Rewrite the lines from the one containing "the metal pole" through the end of the records, inclusive, changing "gravel shoulder" to "paved shoulder" and keeping everything else the same.

-- Start Records to use --

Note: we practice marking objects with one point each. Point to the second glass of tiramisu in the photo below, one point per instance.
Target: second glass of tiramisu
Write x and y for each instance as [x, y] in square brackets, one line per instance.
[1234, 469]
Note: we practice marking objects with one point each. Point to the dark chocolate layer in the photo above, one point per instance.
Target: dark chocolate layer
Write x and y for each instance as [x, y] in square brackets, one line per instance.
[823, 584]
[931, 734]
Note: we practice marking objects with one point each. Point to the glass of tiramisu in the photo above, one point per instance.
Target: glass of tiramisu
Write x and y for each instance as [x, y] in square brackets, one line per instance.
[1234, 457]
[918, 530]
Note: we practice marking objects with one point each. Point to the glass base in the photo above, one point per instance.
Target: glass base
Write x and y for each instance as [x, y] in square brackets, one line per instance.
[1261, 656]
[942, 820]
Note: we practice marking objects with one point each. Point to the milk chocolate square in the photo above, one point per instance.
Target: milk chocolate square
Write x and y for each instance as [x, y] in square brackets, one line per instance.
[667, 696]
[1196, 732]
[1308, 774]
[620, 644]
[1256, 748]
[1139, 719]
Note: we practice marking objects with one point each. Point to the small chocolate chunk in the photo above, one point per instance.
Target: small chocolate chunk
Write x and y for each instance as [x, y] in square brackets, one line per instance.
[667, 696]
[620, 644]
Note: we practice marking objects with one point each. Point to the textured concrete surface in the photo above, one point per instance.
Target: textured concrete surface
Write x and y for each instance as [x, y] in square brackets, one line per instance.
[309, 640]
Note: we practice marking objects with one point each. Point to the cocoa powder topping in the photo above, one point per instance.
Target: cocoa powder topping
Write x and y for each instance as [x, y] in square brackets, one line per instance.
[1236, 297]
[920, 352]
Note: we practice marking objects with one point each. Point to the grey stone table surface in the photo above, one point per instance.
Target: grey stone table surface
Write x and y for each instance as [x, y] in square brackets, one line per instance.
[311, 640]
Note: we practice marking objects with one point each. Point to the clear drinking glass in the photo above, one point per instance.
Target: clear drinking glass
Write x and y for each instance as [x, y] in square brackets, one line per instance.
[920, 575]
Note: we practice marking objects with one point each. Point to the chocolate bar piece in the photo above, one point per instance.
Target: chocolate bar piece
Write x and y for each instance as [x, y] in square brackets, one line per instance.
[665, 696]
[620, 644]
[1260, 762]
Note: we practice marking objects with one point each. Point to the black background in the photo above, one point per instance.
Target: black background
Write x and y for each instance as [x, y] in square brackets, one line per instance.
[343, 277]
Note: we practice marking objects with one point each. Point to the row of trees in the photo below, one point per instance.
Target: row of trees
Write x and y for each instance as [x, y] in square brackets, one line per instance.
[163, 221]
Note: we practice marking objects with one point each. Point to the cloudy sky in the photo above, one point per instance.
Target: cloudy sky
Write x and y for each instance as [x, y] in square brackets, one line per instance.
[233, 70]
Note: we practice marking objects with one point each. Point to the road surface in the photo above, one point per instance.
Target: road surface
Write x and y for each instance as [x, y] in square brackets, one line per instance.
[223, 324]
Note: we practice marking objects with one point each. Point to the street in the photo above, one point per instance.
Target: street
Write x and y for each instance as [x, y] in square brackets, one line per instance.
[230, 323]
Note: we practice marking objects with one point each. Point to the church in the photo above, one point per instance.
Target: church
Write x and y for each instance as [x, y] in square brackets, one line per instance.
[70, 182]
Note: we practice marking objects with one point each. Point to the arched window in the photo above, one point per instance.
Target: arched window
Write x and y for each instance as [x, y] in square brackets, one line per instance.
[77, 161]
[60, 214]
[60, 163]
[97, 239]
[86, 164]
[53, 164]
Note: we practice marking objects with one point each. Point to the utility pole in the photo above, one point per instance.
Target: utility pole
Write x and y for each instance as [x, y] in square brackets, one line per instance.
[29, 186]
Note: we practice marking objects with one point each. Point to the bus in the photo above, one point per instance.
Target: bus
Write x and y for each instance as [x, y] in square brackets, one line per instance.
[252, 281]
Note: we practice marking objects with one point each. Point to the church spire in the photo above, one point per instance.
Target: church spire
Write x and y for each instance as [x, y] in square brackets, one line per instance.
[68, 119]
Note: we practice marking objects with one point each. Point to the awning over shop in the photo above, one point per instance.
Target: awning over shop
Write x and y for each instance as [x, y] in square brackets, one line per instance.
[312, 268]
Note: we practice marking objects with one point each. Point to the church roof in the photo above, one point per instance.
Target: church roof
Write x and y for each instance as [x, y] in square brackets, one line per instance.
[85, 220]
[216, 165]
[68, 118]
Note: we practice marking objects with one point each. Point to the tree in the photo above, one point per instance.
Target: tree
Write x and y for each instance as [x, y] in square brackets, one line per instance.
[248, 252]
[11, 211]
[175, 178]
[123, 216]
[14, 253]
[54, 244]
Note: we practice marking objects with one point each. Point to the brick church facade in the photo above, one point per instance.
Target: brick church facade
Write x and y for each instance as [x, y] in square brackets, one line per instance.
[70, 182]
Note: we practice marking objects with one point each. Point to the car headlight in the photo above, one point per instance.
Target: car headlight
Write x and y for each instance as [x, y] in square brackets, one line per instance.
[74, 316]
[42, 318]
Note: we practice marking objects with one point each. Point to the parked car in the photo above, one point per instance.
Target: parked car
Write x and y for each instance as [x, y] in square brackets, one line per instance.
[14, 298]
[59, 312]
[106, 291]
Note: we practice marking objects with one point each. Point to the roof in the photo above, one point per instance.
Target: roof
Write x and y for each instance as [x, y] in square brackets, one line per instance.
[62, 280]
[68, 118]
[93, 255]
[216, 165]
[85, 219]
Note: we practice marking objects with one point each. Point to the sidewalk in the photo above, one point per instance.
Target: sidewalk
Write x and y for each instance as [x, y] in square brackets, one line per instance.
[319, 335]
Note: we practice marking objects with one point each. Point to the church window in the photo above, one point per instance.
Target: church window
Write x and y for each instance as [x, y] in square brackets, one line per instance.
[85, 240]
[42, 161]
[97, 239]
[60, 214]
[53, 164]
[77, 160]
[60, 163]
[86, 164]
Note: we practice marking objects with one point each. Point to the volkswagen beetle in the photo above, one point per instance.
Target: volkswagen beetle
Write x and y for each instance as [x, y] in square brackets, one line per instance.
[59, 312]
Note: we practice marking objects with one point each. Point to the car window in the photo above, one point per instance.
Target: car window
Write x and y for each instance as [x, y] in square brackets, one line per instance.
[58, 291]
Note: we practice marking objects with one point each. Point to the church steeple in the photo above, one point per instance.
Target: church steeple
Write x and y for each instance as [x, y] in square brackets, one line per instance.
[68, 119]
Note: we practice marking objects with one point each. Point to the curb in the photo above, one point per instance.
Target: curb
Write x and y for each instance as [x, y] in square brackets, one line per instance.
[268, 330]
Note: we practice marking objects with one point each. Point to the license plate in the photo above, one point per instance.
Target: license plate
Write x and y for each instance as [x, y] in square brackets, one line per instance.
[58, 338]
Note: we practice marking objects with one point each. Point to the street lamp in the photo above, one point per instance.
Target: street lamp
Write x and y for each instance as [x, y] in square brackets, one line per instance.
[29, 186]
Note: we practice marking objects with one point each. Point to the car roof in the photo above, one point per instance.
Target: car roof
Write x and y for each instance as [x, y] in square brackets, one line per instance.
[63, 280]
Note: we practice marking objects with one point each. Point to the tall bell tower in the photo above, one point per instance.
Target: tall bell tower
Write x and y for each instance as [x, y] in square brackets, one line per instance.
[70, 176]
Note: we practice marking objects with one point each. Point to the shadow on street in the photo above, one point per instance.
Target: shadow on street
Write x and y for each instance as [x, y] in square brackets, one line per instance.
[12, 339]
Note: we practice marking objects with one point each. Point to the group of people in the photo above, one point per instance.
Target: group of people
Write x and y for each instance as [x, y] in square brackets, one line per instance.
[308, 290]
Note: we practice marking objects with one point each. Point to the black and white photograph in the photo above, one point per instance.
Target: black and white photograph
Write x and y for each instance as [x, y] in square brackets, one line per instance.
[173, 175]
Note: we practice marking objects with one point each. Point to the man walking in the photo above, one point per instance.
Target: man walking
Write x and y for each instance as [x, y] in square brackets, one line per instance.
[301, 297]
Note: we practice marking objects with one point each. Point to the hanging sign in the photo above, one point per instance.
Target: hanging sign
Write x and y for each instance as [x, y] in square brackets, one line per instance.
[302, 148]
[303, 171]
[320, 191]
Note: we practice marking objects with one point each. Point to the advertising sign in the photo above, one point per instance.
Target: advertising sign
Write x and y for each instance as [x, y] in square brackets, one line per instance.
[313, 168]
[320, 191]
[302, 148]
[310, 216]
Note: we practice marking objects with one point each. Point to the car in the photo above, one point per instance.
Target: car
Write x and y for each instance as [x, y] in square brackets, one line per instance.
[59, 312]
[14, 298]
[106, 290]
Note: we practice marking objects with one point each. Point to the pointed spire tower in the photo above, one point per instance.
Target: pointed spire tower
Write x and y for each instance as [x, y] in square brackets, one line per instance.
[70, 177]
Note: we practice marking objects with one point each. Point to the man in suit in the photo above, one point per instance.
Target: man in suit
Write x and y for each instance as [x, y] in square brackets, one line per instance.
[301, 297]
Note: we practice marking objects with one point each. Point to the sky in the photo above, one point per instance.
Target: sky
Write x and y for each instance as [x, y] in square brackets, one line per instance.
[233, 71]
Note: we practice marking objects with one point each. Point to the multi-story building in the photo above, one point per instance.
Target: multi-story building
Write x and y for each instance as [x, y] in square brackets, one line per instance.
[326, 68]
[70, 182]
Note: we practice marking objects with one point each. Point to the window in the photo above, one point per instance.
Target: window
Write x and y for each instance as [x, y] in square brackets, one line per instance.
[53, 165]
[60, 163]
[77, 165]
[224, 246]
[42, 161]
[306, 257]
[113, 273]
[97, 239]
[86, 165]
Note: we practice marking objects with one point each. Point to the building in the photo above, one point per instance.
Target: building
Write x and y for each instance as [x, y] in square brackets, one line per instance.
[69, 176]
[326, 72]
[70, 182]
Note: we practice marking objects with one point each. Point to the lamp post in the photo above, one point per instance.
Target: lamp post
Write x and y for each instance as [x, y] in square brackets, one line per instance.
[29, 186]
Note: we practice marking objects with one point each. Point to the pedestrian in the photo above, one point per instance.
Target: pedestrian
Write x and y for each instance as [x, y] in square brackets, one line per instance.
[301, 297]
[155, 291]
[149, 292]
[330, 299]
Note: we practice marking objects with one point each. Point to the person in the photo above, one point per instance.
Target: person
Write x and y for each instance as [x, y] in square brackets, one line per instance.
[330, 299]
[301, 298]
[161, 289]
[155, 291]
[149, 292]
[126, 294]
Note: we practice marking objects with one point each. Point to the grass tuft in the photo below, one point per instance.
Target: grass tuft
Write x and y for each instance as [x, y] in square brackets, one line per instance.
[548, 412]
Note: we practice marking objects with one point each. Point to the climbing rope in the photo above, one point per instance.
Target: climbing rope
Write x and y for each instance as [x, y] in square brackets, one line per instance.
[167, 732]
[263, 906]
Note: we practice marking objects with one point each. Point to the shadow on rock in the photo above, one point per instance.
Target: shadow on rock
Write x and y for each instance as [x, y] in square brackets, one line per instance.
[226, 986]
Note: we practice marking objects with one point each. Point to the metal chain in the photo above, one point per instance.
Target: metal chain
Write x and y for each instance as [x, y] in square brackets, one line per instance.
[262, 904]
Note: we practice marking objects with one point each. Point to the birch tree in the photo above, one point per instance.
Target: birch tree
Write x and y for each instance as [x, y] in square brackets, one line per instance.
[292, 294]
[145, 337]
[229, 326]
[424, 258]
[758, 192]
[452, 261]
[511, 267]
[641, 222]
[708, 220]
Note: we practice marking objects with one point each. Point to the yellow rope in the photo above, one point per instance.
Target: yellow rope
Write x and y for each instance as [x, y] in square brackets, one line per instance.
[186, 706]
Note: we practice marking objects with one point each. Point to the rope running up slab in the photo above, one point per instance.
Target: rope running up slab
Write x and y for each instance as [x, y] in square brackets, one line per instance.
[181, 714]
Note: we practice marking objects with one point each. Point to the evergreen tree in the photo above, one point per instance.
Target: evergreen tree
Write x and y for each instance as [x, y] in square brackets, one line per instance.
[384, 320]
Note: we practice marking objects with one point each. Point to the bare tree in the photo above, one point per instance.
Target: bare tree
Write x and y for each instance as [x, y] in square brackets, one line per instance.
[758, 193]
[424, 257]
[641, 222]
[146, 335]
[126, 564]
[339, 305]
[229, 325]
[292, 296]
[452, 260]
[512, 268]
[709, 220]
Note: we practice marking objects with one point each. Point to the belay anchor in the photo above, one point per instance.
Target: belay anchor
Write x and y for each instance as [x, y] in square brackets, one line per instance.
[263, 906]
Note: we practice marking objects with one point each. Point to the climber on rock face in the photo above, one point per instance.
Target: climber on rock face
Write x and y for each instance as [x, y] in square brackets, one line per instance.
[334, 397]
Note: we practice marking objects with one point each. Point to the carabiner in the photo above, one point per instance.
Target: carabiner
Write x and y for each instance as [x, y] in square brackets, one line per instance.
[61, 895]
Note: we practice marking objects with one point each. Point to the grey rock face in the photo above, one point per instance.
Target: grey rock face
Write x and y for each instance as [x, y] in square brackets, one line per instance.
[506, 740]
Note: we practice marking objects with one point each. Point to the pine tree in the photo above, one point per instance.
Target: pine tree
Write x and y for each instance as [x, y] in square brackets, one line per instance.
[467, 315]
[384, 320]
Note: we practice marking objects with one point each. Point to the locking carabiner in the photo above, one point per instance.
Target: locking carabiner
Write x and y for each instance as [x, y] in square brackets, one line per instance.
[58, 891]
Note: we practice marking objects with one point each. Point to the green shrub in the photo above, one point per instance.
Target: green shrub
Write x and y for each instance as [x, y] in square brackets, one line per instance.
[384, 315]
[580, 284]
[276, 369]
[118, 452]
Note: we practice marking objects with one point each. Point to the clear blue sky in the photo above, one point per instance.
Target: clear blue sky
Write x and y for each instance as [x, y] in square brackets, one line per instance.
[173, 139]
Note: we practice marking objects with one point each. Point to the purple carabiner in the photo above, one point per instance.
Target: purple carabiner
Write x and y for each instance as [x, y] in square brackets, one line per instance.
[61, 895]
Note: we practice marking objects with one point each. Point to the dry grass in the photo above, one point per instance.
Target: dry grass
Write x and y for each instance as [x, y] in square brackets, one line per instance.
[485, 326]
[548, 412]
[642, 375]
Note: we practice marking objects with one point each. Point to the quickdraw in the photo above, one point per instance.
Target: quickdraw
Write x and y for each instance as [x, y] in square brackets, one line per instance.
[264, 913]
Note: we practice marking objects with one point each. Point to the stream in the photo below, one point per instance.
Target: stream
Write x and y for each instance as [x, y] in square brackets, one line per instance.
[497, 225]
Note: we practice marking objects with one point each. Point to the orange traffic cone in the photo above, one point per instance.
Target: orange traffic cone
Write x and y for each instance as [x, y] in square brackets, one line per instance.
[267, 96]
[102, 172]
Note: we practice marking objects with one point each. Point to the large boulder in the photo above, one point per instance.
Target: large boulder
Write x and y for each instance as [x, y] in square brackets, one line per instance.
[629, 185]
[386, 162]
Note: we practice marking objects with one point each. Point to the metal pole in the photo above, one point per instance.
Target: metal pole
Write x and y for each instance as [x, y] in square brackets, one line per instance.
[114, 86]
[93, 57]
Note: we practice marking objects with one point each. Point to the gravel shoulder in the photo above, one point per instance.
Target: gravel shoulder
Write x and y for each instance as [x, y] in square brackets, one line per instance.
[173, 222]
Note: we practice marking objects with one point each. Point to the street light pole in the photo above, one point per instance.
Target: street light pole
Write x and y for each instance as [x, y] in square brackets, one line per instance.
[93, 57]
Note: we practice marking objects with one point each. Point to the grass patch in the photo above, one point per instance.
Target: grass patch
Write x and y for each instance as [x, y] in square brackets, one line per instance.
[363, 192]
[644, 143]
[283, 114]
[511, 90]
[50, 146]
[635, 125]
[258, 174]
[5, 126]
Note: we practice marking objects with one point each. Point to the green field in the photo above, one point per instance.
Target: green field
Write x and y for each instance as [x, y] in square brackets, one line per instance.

-- End Records to use --

Answer to this problem:
Note: we practice marking objects with one point each. Point to the metal pole in the photo above, one point per instance.
Target: metal pole
Write x and y for each instance as [x, y] in square brackets, one line per instance.
[114, 86]
[93, 57]
Note: we practice marking objects with one point each. Point to the paved shoulder in the photo above, one point per instance.
Target: paved shoulder
Write x and y for each instance as [x, y] in square brackets, one line per instance.
[173, 222]
Note: we practice marking objects with one point each. Point to the street light pole in the photo above, one point per instance.
Target: street light pole
Write x and y for each instance as [x, y] in square brackets, one line per instance.
[93, 57]
Note: we practice marking objects with one point each. Point to the grass patch in the photo above, one point per instance.
Target: grass patch
Write x and y for each instance as [x, y] in square brackets, one line per instance.
[363, 192]
[644, 143]
[283, 114]
[511, 90]
[50, 146]
[635, 125]
[258, 174]
[5, 126]
Note: we practice marking objects with one point each. Point to the green field in the photo above, one point per instance.
Target: green field
Write x and y for each instance as [x, y] in square brackets, one line per instance.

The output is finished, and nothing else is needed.